When I was growing up, my family loved a good Walt Disney World vacation. We still do. I was that kid–and I am that adult–who loved Epcot best. This should have indicated to my parents that they had something of a nerd on their hands. I’m guessing they were already aware. Forget the roller coasters and princess tea parties; I wanted to see the history and future of humanity, language, communication, science, technology, and agriculture dramatized by animatronic people, set to sweeping orchestral scores, narrated by Walter Cronkite. I wanted to wander around themed pavilions and imagine a vast, exciting world (filled with delicious food and nightly fireworks).
Epcot–the Experimental Prototype Community of Tomorrow–was Walt Disney’s dream of a Utopian city. It opened in 1982, and was it ever a child of the 80s. It still is, try though the Imagineers might to update it. You just can’t shake the 80s out of Epcot. And why would you ever want to? To live in America in the 1980s meant to be obsessed, on some level, with The Future. What would The Future be like? Would we wear metallic jump suits? Would we need Terminators to destroy robot armies? Would space travel be a normal thing? Would we drive flying cars? Live to be 150? Have personal robots?
Surely, at the very least, we would all ride around in Monorails. Right? (I’m still pretty bummed about that one–not only would it be extremely cool, light rail is an obvious solution for mass transportation.)
But it wasn’t just a theme park of speculation and imagination, a dream of the future. Epcot was also about coming face-to-face with the very present reality of life on a fragile, precious planet. A Utopia would never trash its ecosystem. In the 1980s, Epcot warned me, on some level, about climate change. Epcot knew we needed to protect the land, seek alternative energies, and pay closer attention to the people and places around us. Epcot knew the value of a peaceful world. Epcot knew the value of a child’s imagination. Epcot knew that where we have been, as a human community, would always determine where we would go. Epcot knew that “if we can dream it, then we can do it.”
Epcot also knew that Michael Jackson needed to be in a 3D movie. Thank you, Captain EO.

• [SOURCE DATA]:
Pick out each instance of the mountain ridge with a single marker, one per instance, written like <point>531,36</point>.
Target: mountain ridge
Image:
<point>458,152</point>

• [EXERCISES TO COMPLETE]:
1/ Answer from the Epcot text:
(a) In what year did Epcot open?
(b) What does the name Epcot stand for?
(c) What form of transportation did the writer expect everyone would at least ride around in?
2/ In the Epcot text, the writer names the subjects whose history and future they wanted to see dramatized as a child. List them.
The material has no connection to the Epcot text.

• [TASK-BY-TASK SOLUTIONS]:
1/
(a) 1982
(b) Experimental Prototype Community of Tomorrow
(c) Monorails

2/ Humanity, language, communication, science, technology, agriculture